*Exercise:* Please copy out the records below again, everything from the line containing "Practice. Identify the bookshelf" down to the line containing "Target: stack of book", both of those lines included. Leave the pictures out of your copy.

Records from a data source
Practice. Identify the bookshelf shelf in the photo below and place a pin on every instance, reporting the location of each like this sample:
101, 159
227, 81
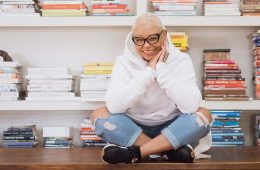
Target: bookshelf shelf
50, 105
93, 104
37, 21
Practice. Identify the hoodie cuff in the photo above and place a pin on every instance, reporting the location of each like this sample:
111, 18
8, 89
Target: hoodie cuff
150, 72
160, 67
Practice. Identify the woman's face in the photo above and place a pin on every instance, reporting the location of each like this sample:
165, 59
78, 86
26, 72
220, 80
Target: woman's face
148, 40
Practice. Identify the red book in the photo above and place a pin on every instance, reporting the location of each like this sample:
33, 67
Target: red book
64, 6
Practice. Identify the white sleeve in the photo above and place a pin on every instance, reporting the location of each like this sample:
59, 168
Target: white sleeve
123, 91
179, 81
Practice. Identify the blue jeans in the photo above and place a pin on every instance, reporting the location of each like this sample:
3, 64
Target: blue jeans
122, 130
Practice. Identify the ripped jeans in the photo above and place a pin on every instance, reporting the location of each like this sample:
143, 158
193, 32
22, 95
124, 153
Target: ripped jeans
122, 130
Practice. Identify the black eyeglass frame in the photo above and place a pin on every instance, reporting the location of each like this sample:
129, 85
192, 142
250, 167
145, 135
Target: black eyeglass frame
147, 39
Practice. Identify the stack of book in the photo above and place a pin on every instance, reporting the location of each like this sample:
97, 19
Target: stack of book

==

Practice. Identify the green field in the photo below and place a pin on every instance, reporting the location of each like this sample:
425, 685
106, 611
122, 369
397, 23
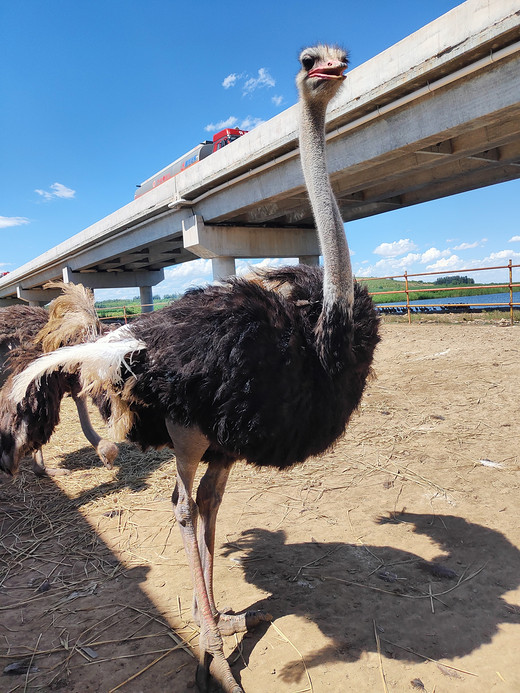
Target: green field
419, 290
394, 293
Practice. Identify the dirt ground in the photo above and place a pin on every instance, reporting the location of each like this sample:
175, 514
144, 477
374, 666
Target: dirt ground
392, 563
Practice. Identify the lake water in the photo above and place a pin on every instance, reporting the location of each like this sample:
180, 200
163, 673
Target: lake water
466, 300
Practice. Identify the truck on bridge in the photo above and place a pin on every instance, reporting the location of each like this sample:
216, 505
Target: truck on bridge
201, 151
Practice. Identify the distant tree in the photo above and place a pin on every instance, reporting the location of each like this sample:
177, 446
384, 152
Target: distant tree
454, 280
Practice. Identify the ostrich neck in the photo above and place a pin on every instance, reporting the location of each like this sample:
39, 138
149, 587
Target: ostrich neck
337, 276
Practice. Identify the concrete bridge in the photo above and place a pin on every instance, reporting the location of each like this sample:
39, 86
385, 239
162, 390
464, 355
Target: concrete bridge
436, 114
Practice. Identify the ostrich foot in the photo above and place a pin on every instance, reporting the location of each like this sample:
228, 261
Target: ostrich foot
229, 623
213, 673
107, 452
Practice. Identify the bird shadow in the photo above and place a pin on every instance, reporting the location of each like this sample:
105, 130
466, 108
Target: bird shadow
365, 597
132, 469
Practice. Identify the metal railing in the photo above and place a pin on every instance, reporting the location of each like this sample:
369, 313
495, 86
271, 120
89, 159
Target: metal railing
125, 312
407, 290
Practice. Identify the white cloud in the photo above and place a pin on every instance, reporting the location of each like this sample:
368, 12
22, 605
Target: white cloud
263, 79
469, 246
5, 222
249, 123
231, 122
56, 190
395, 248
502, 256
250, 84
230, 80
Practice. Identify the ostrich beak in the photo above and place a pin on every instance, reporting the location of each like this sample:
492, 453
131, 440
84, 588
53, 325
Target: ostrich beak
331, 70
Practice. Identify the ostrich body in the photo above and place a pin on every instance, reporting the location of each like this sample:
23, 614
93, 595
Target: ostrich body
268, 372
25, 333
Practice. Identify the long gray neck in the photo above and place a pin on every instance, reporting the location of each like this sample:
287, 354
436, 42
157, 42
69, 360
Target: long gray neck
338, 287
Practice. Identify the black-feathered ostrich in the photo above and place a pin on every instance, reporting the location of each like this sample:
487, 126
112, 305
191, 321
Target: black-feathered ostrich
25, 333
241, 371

*Response:*
Practice. Identify the bookshelf shelf in the photo below and place a pin on every instance, reporting the location of each like this sample:
101, 159
227, 81
Target: bookshelf shelf
50, 105
93, 104
37, 21
Practice. Identify the hoodie cuff in the photo above and place a pin on every instance, reporting the location of each like this sample:
111, 18
8, 89
Target: hoodie cuff
150, 72
160, 67
Practice. Identify the woman's face in the photo above and place a pin on every instance, reporting the location of each like this sample:
165, 59
78, 86
26, 72
220, 80
Target: woman's face
148, 40
Practice. Identify the red book in the photo above and place a pin on every instance, reporting the location of each like this sample:
33, 67
Target: red book
64, 6
Practice. Identify the white sleeve in the photo above and place a pin on every instance, reporting the location of each like this sample:
59, 168
Target: white sleeve
123, 91
179, 81
Practice. Identify the blue jeans in the photo above and place a pin on every instance, reporting the location of each like this sample:
3, 64
Target: blue jeans
122, 130
Practice. Identify the ripped jeans in the photo above and place a pin on every instance, reporting the location of each like this sample:
143, 158
193, 32
22, 95
124, 153
Target: ripped jeans
122, 130
Practice. Identify the black eyeglass frame in the photo above and place a pin on every instance, reporting the location of each like this sample:
129, 85
192, 142
250, 167
145, 135
Target: black eyeglass frame
147, 39
Practice. Identify the stack of book in the photo above and place a pin on every instance, reporting the location of each like this sample:
97, 19
Target: stack of book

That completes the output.